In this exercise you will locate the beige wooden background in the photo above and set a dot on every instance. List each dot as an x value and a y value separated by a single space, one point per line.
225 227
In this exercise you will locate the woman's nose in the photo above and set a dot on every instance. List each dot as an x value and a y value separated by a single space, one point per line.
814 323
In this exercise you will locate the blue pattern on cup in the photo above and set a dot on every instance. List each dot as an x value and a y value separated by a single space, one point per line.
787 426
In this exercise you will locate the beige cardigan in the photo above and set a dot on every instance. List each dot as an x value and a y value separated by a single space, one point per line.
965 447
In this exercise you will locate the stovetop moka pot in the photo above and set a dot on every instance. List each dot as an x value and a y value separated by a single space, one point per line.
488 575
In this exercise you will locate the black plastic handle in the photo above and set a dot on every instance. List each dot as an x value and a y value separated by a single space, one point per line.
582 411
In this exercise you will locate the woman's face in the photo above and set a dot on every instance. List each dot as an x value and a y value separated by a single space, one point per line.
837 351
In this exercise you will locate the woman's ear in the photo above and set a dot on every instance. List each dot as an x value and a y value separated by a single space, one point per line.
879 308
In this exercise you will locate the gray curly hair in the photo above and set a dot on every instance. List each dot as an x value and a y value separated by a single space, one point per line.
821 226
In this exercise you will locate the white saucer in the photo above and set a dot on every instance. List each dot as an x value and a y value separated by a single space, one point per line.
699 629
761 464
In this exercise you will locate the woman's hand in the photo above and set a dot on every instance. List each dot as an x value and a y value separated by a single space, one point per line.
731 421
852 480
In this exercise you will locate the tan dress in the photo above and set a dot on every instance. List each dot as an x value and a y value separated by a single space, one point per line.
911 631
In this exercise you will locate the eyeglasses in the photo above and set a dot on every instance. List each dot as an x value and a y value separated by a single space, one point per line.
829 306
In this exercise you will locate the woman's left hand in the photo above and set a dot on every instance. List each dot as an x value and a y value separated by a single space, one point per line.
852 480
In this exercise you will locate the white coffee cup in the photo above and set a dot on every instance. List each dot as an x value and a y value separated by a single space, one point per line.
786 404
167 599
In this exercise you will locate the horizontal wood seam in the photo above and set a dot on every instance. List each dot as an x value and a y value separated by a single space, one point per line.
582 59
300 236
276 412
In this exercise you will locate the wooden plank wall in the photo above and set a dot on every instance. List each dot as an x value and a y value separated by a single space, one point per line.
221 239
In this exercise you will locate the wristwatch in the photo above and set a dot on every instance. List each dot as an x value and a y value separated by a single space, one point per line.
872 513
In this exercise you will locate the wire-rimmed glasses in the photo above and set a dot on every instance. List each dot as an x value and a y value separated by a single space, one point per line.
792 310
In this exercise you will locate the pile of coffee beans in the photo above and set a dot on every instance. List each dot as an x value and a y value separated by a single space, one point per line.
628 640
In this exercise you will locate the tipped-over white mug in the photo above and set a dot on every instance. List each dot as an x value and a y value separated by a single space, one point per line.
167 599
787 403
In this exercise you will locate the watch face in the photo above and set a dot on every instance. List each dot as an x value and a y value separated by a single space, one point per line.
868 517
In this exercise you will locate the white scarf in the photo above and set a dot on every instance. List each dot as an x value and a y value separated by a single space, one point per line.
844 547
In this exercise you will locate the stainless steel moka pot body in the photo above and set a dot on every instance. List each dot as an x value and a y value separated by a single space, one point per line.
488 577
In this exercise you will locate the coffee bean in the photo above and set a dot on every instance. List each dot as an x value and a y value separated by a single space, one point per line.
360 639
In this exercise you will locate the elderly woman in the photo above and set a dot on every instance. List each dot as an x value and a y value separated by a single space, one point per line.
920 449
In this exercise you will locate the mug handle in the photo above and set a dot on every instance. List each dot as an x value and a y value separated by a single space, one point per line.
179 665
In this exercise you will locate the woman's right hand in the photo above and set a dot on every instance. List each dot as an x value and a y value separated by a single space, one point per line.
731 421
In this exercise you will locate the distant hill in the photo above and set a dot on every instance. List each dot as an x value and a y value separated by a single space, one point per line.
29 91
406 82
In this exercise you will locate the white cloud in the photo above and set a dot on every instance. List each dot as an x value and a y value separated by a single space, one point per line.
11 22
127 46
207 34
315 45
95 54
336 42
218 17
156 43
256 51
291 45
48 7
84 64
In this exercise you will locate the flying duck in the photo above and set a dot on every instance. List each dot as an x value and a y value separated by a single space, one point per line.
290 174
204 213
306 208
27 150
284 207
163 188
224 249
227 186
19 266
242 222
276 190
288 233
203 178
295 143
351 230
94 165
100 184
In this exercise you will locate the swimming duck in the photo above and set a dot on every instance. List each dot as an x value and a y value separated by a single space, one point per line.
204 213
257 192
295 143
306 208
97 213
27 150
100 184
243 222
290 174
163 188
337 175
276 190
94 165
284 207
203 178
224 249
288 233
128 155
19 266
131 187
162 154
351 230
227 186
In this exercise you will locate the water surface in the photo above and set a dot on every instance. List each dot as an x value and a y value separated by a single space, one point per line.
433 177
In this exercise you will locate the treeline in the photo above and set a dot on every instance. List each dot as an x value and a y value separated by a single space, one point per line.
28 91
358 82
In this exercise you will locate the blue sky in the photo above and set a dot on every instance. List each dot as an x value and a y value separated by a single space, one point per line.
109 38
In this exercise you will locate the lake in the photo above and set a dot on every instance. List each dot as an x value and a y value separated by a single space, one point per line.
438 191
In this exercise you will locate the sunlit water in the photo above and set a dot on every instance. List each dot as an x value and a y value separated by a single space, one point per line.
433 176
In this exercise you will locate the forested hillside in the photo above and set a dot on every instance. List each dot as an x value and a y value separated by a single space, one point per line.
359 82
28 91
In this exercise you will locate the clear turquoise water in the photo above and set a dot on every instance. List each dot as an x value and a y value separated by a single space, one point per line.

■ **Task objective**
Go through the listing and print each line exactly as it appears.

■ **Reply**
In this exercise you will locate the beige wooden background in the photo above and set a dot on every instance. List each dot as an x value and a y value separated by a single space, one point per line.
225 227
In this exercise you will locate the woman's nose in the photo above and set a dot on every instance. List each dot as an x value and a y value separated by a single space, one point per line.
814 323
In this exercise you will locate the blue pattern on cup in the photo above and set a dot on every instance. List each dot as an x value and a y value separated by a single space, one point per line.
787 426
In this exercise you will locate the beige cardigan in the photo above and set a dot on every instance. List each dot as an x value and a y value separated by a single space, one point per line.
965 447
In this exercise you will locate the stovetop moka pot in the photo above and set a dot on every instance. List each dot as an x value and a y value separated by a single space, one point per line.
488 575
In this exercise you will locate the black plastic handle in the photo above and set a dot on every instance. List each dot as an x value and a y value separated by a single space, one point per line.
582 411
In this exercise you will locate the woman's face in the photo above and set a dot on every instance. List each dot as an x value and a y value separated by a single space, one point per line.
837 351
In this exercise you will locate the woman's ear in the photo above and set a dot on every instance. List each dot as an x value and a y value separated by a single space, one point per line.
879 308
In this exercise you will locate the gray curly hair in the photo above and set a dot on every instance. List each dot as an x value and a y value separated by a single space, one point per line.
821 226
In this exercise you will locate the white saucer in the photo above and set a dot on every instance. List each dot as an x value and a y value separated by a single space, one point per line.
699 629
761 464
In this exercise you will locate the woman's hand in the photo above and set a dot on every instance. List each dot as an x value and a y value separated by a single space, one point per line.
731 421
852 480
In this exercise you will locate the tan dress in the photo above and set a dot on every instance. List each dot as an x value and a y value separated by a single space, one point per line.
911 631
In this exercise you will locate the eyeglasses in the photo above and set a dot on every instance. List each dot as an x value and a y value separated by a single space, one point per line.
829 306
In this exercise you will locate the woman's left hand in the photo above and set a dot on every instance. List each dot as an x value and a y value separated by a single space, one point per line.
852 480
In this exercise you will locate the white coffee cup in the photo above and set a dot on every instance. List each dot as an x value and a y value separated by a single space, one point per line.
786 404
167 599
In this exercise you will locate the horizontal wood seam in the photo above and set a dot on every instance. List each dot as an x value and a y value separated by a single space, one point per line.
582 59
300 236
276 412
In this exercise you will locate the wooden plank wall in the photo above and set a dot on every instance. List each dot as an x value and a y value separated by a single space, one point per line.
221 239
In this exercise you will locate the wristwatch in the photo above and set a dot on every instance. List each dot as an x value and a y value separated by a single space, one point per line.
872 513
In this exercise you will locate the wire-rimmed glasses in the photo above and set a dot on every instance. List each dot as an x value and a y value separated by a single space, one point per line.
792 310
In this exercise you will locate the pile of coffee beans in the photo above and set a dot on every instance. List each dot as an x value and a y value separated by a single space, one point per line.
628 640
In this exercise you will locate the tipped-over white mug in the photo above and set a dot on every instance. List each dot as an x value and a y value separated by a single space, one point per line.
167 599
787 403
In this exercise you will locate the watch face in the photo above and set a dot on every instance. List each dot as an x value and a y value separated by a single space, one point per line.
868 517
In this exercise you will locate the white scarf in the photo above and set a dot on every instance. List each dot as an x value and a y value separated by a single space, one point per line.
844 547
In this exercise you will locate the stainless steel moka pot body in the photo above and set a dot on every instance. List each dot as an x value and a y value separated by a single space, one point per line.
488 577
In this exercise you will locate the coffee bean in the photo above and set a dot on every instance. List each dot as an x value and a y value separated by a single space, one point per line.
360 639
In this exercise you will locate the elderly woman in the photo above and set a dot on every instance. List each dot as an x value and a y value separated by a single space, one point per line.
920 449
In this exercise you will locate the mug handle in the photo above and set a dot on every instance. List each dot as an x value and a y value separated by a single space, one point per line.
179 665
In this exercise you will locate the woman's right hand in the photo above and set a dot on every instance. List each dot as an x value and a y value separated by a single space, one point per line.
731 421
In this exercise you will locate the distant hill in the photo above and set a dot on every instance. List each dot as an x value and a y value separated by a single space, one point per line.
29 91
406 82
In this exercise you will locate the white cloud in the photo above and set a dot on every instance. List each dot as an x value and a y value separated by a single space, one point per line.
11 22
127 46
207 34
315 45
95 54
336 42
218 17
156 43
256 51
291 45
48 7
84 64
In this exercise you will locate the flying duck in the photo above and set a dot on every instance. List each dot as an x value and a y value separated by a single space, one point per line.
290 174
204 213
306 208
27 150
284 207
163 188
224 249
227 186
19 266
242 222
276 190
288 233
203 178
295 143
351 230
94 165
100 184
In this exercise you will locate the swimming duck in the photo above and set a dot on every instance. List each dot as an x value and a y value separated by a single space, one point per line.
204 213
257 192
295 143
306 208
97 213
27 150
100 184
243 222
290 174
163 188
337 175
276 190
94 165
284 207
203 178
224 249
288 233
128 155
19 266
131 187
162 154
351 230
227 186
In this exercise you will locate the water surface in the photo above and set a dot on every instance. List each dot as an x value and a y value separated by a single space, one point per line.
433 177
In this exercise you will locate the treeline in the photo above and set a dot on every instance. List each dot as an x value and a y value separated by a single space, one point per line.
28 91
358 82
In this exercise you will locate the blue sky in the photo above and set a dot on every instance. List each dot as an x value and a y value separated by a single space, one point per line.
109 38
In this exercise you will locate the lake in the photo above and set a dot on every instance. List each dot as an x value and a y value separated by a single space, one point per line.
438 191
In this exercise you will locate the sunlit water in the photo above and set a dot on every instance. List each dot as an x value and a y value separated by a single space, one point per line.
433 176
In this exercise you will locate the forested hillside in the photo above and set a dot on every instance. List each dot as an x value and a y value separated by a single space, one point per line.
359 82
28 91
In this exercise you will locate the clear turquoise water in the photo above and set a dot on every instance. List each dot as an x value and a y value separated by a single space, one point per line.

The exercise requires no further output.